Provided text:
# # # #

Disc brakes are pretty standard now on mtb’s, but for the road they seem to be a solution looking for a problem. They provide much better modulation, but mechanical disks don’t provide as much maximum power, and they are heavier than caliper brakes when you factor in that heavy steel rotor. They are a good excuse for using carbon fiber rims, but the major advantage is in saving the front rim in wet and dirty winter riding.

I have been experimenting with a front disc brake this past winter, and I am impressed with its capabilities. I would recommend a front disc for winter riding on the road, but would also conclude that a rear disc is unnecessary and superfluous, unless you are set on using carbon fiber wheels front and rear.

The benefits, after 4,000 km of winter riding in the Pacific NW (and some riding in California):

    - The front rim is absolutely pristine. In previous years, the front rim would be worn down enough to form longitudinal cracks, or even fail when the tire bead would bend the rim from 100+ psi of tire pressure, allowing the tube to expand and explode. This could be a safety issue. Typically, a rim would last 15-20,000 km before this would happen, but lately I have noticed current rims have started to “bow” outward after only 7,000 km. This suggests that the rim manufacturers are using less material.

# # # #

Problem 1: Collect every line of the listing below that contains the word "salmon".

# # # #

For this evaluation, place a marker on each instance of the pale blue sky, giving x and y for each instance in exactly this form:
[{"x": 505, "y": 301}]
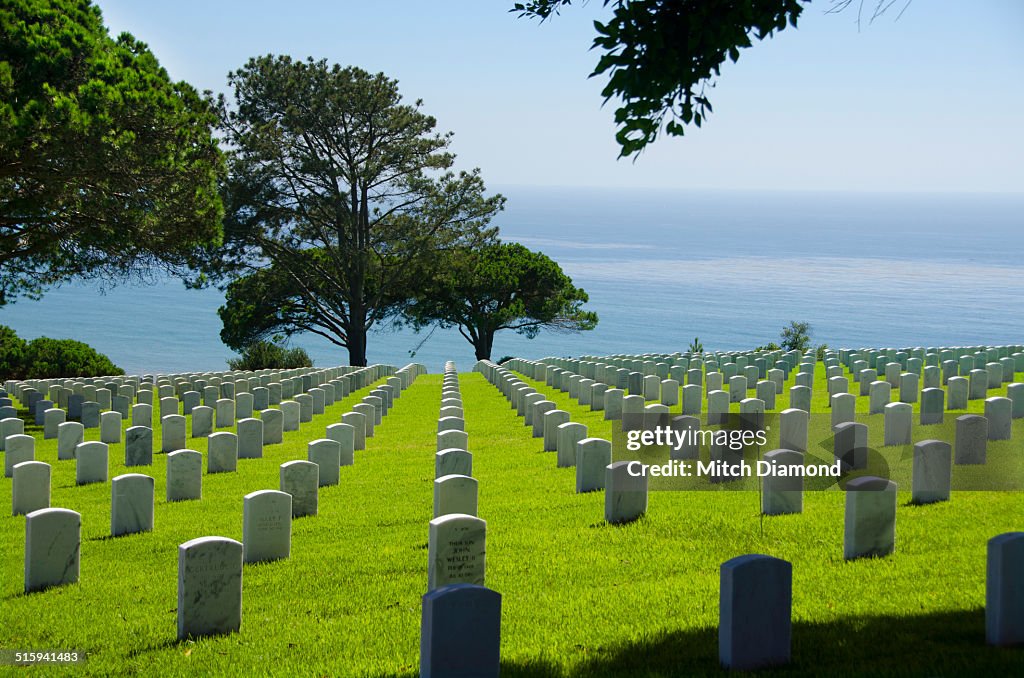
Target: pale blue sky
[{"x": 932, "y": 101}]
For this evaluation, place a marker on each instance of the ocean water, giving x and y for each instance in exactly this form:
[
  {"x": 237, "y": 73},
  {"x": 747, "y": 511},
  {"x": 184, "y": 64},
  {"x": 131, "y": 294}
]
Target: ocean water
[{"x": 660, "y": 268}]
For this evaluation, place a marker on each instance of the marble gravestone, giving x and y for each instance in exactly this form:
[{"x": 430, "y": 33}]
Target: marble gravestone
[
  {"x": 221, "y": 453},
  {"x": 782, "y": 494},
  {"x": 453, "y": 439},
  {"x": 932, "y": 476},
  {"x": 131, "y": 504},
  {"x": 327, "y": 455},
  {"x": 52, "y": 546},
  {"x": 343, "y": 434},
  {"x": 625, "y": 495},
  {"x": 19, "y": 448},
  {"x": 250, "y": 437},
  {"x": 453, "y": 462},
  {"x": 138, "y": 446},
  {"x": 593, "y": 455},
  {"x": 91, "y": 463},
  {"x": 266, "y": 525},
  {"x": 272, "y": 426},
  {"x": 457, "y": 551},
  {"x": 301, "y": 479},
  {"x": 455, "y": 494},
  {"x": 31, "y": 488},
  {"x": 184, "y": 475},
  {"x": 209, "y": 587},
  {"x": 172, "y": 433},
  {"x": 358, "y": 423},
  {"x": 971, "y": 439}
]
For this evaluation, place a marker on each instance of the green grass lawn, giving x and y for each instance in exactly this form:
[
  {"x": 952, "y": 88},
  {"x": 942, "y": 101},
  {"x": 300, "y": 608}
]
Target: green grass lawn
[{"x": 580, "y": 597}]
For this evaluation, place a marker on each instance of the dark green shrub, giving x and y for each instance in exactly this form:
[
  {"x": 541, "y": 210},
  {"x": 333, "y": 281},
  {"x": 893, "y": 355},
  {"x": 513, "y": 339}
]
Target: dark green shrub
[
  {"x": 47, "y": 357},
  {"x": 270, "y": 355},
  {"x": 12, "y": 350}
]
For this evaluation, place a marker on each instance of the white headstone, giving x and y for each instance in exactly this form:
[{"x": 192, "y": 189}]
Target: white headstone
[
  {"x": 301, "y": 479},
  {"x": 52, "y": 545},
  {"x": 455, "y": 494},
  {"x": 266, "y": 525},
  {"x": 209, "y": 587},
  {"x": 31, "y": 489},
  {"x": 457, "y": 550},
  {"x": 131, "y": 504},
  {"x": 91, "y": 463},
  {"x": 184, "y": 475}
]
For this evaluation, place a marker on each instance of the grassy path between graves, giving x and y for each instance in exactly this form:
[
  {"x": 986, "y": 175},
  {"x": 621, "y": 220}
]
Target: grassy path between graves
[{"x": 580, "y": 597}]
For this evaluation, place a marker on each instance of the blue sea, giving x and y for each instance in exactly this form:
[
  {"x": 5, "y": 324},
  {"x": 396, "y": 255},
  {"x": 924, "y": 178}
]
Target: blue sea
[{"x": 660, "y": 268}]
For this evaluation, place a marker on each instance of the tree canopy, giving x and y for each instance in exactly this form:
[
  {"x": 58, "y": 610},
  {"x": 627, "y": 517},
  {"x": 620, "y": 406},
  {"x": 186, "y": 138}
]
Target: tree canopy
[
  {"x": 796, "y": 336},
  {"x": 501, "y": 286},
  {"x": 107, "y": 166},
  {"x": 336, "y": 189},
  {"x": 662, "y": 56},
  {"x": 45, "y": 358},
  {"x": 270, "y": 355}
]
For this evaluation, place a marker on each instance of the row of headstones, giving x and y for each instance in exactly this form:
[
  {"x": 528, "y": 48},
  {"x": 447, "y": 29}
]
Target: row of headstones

# # # #

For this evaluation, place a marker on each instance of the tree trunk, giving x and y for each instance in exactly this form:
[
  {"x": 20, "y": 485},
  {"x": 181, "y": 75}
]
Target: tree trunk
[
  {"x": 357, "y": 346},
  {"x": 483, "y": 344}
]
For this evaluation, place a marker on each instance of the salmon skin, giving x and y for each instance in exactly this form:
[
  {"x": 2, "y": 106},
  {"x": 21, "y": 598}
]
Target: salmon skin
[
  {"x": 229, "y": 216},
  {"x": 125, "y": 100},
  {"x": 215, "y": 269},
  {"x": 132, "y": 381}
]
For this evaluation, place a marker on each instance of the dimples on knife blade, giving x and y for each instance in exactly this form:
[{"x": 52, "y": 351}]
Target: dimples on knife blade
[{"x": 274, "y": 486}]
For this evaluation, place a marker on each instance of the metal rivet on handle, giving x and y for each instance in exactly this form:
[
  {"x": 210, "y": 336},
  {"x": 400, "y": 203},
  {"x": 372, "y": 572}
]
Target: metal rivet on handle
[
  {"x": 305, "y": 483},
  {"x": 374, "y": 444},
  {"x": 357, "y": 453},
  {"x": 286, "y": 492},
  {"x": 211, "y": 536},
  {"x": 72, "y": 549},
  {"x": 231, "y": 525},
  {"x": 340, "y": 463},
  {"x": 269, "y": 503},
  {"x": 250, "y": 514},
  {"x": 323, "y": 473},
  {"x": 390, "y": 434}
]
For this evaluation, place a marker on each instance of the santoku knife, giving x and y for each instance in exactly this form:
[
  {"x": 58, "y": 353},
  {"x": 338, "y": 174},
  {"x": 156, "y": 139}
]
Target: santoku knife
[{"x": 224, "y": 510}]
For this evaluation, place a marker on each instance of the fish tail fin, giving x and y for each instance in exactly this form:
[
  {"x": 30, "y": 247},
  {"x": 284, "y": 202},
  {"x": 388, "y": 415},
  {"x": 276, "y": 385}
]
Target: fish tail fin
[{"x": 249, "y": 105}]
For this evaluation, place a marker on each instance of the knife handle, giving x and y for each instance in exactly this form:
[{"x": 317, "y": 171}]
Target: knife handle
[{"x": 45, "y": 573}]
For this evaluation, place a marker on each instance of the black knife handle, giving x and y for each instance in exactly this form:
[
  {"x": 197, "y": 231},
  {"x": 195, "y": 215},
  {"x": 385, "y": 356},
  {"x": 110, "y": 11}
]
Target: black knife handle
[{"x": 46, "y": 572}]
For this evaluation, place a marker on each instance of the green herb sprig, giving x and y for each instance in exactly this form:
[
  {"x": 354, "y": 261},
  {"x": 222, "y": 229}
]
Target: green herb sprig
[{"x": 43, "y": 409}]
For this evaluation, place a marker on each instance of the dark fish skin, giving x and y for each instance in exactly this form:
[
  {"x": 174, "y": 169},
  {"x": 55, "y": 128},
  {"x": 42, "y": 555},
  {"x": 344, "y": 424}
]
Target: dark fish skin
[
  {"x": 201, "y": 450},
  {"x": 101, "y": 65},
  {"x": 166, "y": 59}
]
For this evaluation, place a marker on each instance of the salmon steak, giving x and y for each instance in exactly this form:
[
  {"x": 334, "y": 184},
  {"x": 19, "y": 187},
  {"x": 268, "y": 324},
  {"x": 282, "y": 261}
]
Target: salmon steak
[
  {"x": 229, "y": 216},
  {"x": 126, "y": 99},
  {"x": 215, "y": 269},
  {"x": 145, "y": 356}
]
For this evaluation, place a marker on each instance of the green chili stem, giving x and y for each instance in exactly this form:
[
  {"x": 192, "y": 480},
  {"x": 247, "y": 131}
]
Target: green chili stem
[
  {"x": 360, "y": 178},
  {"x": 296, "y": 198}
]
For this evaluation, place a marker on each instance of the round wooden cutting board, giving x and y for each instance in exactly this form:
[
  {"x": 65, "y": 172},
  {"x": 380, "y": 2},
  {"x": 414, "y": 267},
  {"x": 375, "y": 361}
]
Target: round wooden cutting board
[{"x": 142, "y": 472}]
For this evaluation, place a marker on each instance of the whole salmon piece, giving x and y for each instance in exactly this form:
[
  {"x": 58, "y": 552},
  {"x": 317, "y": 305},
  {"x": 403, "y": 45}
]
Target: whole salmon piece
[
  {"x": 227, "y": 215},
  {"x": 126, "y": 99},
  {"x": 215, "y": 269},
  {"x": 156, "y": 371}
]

# # # #

Problem 2: From the passage on disc brakes above, copy the part that opens with the words "- The front" and closes with "using less material.".

Worked answer 1:
For this evaluation, place a marker on each instance of the salmon skin, giving x and y for each instance in exactly this form:
Target: salmon skin
For this evaluation, place a marker on each instance of the salmon steak, giving x and y for each instance in exactly this form:
Target: salmon steak
For this evaluation, place a marker on each instance of the whole salmon piece, giving x and y for each instance in exactly this form:
Target: whole salmon piece

Worked answer 2:
- The front rim is absolutely pristine. In previous years, the front rim would be worn down enough to form longitudinal cracks, or even fail when the tire bead would bend the rim from 100+ psi of tire pressure, allowing the tube to expand and explode. This could be a safety issue. Typically, a rim would last 15-20,000 km before this would happen, but lately I have noticed current rims have started to “bow” outward after only 7,000 km. This suggests that the rim manufacturers are using less material.